Task instructions: Duplicate the listing below from its first line through the line containing "left=729, top=600, right=828, bottom=734", with both of those lines included.

Available data:
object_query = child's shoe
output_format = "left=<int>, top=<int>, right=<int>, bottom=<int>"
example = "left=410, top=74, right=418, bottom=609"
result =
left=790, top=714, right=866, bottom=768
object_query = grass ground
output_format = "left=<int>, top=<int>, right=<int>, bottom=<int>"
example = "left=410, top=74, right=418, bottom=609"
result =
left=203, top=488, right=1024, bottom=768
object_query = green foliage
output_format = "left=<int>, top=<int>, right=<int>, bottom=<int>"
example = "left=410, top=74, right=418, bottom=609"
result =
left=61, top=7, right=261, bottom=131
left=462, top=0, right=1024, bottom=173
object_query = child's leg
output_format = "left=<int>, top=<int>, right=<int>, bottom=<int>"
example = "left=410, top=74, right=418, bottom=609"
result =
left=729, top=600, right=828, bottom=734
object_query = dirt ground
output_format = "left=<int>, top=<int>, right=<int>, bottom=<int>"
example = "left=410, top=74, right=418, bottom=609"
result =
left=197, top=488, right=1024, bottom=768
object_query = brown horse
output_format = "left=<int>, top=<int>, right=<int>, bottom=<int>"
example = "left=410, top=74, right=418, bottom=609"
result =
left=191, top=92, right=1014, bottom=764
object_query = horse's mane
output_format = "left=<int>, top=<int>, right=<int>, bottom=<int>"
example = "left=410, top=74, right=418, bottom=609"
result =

Exercise answer:
object_query = child's shoe
output_format = "left=<int>, top=<int>, right=<int>, bottom=<int>"
example = "left=410, top=74, right=418, bottom=609"
result =
left=790, top=714, right=866, bottom=768
object_query = grass ground
output_format = "left=<int>, top=<int>, right=<int>, bottom=<int>"
example = "left=410, top=74, right=418, bottom=609"
result =
left=203, top=488, right=1024, bottom=768
object_query = green foliage
output_format = "left=<int>, top=<int>, right=<int>, bottom=<int>"
example = "left=410, top=74, right=418, bottom=609"
result =
left=61, top=7, right=261, bottom=131
left=462, top=0, right=1024, bottom=173
object_query = child's leg
output_format = "left=<int>, top=<int>, right=<int>, bottom=<int>"
example = "left=410, top=74, right=418, bottom=609"
result =
left=729, top=600, right=828, bottom=734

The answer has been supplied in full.